Saved entries
= = = = =
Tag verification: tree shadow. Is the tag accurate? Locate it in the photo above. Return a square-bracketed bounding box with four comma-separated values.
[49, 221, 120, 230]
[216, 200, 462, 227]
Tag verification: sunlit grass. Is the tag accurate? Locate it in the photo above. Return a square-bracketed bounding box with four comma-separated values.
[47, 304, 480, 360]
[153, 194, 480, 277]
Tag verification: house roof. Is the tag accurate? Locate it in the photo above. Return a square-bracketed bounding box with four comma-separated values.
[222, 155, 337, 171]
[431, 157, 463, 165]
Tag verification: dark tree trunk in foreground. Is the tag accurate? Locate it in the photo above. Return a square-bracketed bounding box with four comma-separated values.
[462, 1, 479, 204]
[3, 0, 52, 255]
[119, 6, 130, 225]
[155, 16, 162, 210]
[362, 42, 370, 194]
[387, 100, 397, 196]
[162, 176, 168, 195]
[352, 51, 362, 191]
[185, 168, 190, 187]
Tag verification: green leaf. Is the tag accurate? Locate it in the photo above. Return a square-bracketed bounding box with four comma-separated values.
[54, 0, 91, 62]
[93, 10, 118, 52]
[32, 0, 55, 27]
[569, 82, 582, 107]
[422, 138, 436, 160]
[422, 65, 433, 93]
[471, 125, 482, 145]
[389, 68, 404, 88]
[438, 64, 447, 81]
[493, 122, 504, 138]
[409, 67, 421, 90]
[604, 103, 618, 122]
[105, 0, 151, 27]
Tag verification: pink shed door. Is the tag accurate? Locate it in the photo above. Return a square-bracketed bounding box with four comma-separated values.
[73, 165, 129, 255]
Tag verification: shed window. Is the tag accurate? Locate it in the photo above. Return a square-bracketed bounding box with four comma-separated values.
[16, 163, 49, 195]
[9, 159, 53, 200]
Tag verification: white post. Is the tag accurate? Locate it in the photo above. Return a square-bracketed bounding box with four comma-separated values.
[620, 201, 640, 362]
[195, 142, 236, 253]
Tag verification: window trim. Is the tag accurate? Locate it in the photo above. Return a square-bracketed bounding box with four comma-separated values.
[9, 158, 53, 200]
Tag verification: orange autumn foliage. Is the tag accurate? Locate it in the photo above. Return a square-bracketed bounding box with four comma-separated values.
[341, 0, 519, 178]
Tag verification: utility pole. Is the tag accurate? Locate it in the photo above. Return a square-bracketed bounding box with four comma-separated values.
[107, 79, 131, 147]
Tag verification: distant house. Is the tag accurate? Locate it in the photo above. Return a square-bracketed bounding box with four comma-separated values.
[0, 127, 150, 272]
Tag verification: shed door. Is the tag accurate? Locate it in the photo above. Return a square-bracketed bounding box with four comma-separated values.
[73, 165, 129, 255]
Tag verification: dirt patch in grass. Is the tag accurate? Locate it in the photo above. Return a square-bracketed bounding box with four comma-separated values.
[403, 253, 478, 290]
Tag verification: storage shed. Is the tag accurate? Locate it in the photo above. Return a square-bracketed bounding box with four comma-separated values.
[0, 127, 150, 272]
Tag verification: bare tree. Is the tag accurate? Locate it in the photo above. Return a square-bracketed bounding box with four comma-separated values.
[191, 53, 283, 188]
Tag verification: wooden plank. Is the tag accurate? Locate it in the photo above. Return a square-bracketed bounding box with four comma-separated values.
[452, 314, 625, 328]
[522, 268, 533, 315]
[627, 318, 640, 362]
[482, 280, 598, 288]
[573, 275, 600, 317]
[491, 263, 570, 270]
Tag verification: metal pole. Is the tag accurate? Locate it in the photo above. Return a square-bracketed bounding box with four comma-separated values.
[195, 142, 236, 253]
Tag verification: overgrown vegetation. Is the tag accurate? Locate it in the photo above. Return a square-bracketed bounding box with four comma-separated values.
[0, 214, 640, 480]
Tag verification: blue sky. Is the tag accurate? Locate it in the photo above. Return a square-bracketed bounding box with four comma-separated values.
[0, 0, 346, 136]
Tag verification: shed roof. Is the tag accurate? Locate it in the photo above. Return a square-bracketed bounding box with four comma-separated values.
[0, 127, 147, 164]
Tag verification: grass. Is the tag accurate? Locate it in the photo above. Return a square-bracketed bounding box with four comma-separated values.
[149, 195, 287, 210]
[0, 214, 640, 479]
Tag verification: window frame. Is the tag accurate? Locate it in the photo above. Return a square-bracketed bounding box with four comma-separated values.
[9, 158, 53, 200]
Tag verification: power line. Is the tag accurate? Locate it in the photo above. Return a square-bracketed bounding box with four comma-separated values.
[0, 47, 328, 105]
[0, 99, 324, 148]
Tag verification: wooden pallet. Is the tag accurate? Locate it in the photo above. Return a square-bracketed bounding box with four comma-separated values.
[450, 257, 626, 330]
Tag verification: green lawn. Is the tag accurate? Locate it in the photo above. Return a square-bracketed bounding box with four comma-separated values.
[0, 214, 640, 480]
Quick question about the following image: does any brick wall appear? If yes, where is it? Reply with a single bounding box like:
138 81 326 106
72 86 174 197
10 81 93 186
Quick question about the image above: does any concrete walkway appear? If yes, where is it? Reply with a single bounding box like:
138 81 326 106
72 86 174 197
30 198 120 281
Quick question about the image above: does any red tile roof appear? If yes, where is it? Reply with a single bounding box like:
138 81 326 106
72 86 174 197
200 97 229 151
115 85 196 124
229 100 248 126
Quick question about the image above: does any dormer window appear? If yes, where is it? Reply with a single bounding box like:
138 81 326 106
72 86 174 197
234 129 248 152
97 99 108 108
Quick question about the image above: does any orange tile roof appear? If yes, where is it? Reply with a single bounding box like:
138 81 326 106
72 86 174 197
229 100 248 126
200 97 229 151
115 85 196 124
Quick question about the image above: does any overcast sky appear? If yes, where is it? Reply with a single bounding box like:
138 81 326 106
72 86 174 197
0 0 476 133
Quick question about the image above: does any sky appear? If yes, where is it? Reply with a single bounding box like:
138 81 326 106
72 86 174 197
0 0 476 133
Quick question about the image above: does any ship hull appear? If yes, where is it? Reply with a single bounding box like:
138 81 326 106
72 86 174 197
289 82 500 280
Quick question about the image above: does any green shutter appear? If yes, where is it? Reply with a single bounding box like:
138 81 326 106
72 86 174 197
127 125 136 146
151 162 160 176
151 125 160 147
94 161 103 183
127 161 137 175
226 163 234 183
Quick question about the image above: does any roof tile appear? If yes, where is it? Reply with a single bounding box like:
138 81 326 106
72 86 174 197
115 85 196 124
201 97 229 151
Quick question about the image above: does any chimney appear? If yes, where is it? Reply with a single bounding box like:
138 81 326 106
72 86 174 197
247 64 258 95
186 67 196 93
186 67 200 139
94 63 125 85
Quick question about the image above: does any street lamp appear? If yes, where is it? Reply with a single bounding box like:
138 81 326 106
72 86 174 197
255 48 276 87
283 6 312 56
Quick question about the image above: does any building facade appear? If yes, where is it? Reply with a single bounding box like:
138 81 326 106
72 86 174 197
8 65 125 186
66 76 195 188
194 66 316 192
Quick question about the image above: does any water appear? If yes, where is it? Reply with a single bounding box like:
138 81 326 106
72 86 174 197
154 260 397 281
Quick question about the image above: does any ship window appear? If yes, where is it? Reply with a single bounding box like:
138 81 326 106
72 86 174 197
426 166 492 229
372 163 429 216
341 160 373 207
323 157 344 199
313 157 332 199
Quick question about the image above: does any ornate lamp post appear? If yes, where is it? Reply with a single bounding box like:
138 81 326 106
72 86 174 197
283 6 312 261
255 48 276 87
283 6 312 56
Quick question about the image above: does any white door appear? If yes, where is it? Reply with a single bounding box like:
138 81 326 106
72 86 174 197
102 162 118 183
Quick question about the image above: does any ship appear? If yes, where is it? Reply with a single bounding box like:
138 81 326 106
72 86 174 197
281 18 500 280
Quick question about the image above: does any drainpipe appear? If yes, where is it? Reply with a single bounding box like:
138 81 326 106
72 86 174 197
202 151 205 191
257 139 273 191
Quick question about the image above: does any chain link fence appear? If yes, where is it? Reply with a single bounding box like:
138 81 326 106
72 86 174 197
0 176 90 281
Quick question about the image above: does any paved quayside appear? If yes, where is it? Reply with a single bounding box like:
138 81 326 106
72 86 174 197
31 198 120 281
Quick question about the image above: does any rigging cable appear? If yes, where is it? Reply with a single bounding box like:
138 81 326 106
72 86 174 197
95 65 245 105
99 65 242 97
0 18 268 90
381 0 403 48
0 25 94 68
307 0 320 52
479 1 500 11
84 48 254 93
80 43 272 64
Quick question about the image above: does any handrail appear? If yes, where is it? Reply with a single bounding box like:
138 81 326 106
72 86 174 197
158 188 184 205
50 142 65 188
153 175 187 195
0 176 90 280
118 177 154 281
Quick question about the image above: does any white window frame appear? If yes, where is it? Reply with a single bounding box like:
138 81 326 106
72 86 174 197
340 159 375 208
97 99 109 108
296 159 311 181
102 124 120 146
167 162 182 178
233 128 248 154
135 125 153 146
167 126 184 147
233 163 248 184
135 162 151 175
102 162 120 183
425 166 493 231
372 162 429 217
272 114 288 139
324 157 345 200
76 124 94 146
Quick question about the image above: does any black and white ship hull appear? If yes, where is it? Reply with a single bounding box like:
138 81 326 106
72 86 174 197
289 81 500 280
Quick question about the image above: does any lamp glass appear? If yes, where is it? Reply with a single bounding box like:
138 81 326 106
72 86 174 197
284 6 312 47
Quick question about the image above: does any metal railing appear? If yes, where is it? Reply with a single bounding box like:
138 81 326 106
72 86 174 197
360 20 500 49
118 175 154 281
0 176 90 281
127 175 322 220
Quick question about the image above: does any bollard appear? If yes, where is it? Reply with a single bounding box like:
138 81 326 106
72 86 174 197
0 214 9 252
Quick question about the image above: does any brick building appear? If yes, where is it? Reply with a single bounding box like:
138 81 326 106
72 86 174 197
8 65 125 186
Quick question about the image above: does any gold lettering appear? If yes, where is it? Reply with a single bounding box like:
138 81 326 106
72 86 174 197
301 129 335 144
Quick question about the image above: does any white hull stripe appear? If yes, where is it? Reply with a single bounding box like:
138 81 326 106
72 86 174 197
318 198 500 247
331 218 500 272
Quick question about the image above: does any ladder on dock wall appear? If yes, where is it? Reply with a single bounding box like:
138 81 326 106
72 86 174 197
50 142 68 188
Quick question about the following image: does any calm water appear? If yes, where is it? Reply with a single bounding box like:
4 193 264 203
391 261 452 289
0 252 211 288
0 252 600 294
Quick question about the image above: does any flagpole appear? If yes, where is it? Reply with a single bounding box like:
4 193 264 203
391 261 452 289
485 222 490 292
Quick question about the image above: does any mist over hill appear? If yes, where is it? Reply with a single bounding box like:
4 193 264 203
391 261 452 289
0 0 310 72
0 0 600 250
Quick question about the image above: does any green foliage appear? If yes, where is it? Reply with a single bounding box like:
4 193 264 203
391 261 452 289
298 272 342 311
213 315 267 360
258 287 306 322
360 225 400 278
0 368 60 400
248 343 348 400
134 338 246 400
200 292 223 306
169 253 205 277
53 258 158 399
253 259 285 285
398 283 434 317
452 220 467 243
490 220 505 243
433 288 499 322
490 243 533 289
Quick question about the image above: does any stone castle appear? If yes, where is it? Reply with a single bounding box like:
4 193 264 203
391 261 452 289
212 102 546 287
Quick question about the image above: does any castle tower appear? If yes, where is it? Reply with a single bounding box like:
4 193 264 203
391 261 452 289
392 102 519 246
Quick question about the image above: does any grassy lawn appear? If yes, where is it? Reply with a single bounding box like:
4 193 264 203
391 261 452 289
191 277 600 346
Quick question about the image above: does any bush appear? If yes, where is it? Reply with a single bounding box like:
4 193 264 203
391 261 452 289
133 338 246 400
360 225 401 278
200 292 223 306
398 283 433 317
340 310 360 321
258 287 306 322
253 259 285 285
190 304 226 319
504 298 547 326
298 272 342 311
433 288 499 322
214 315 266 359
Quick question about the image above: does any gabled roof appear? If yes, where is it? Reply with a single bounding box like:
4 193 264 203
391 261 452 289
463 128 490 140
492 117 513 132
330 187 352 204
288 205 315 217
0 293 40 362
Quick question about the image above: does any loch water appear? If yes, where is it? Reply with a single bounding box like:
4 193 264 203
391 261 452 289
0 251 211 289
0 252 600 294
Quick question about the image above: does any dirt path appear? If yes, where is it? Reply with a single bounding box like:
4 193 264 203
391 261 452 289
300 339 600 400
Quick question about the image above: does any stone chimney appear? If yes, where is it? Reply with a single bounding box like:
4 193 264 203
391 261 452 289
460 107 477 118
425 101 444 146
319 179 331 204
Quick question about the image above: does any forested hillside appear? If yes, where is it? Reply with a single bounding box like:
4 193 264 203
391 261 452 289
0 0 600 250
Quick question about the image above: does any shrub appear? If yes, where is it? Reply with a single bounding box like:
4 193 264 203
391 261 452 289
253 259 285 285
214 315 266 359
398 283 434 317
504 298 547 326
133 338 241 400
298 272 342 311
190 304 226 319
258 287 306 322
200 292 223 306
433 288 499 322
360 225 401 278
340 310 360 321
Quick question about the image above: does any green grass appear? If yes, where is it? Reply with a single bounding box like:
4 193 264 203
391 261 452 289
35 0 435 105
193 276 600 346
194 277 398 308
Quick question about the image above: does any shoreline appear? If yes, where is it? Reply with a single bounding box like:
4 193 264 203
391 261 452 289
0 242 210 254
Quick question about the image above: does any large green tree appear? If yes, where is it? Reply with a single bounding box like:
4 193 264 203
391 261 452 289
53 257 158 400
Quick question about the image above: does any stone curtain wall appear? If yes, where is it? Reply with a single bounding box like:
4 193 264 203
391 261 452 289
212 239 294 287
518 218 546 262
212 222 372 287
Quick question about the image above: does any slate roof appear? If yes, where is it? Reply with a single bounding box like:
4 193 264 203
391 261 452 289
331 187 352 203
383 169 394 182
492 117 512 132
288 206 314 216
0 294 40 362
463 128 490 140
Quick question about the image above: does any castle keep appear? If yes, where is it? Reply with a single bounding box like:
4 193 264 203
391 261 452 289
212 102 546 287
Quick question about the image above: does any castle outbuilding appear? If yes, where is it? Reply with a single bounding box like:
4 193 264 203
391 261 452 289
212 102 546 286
= = = = =
_Problem to work on_. Output the data as a two-column CSV with the headers input and output, starting at the beginning of the data and ending at the line containing "[216, 200, 462, 227]", both ends included. Each row should pair a text with its answer, each in a single quoted field with line breaks turned into spaces.

_Answer to this problem_.
input,output
"Tag verification: tree shadow. Is the tag accurate? Locate it in the photo above. Return a square-bracketed bounding box with four comma-separated values.","[49, 221, 120, 230] [216, 200, 462, 227]"